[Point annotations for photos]
::::::::::
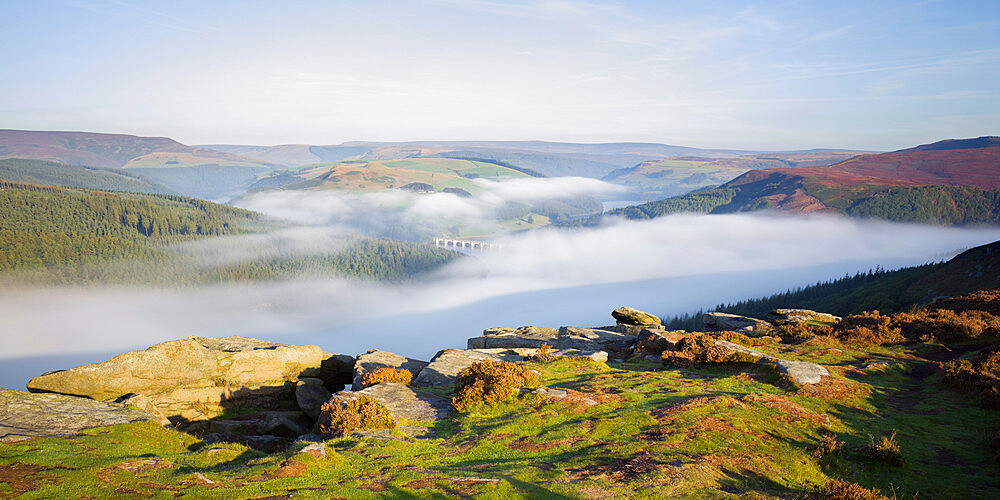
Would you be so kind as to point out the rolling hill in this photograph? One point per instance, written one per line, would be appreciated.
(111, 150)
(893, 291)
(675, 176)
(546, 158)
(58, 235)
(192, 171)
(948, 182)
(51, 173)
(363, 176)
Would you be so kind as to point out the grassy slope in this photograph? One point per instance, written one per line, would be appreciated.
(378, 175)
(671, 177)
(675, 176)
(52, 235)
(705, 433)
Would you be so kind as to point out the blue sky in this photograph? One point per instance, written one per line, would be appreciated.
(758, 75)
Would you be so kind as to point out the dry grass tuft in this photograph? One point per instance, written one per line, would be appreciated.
::::::::::
● **What the task asks**
Rewrite all the entries above as a Markdown table with the columns "Number" and "Entry line," giving each line its own row and skipping blank lines. Leave the pictures out of your answer.

● **Exercise response**
| Number | Entry line |
|---|---|
| 1 | Would you be so kind as to point out the rolling hill in this photograph? One point per instance, written one per line, would be appreciated. |
| 2 | (111, 150) |
| 3 | (893, 291) |
| 4 | (675, 176) |
| 5 | (546, 158) |
| 6 | (58, 235) |
| 7 | (192, 171) |
| 8 | (948, 182) |
| 9 | (51, 173) |
| 10 | (363, 176) |
| 11 | Would you be so kind as to point out the grassy slope in this photograph? One point per instance, written one per line, would be appreciated. |
| 12 | (378, 175) |
| 13 | (671, 177) |
| 14 | (675, 176) |
| 15 | (52, 235) |
| 16 | (705, 433) |
| 17 | Would you be so kind as to point out the blue sky in this photograph? One point per instance, written one per line, would be appreciated. |
| 18 | (758, 75) |
| 19 | Would you be so kind as to point out the dry grass tuft in this photograph? One point per instance, written one per line, would be appreciated. |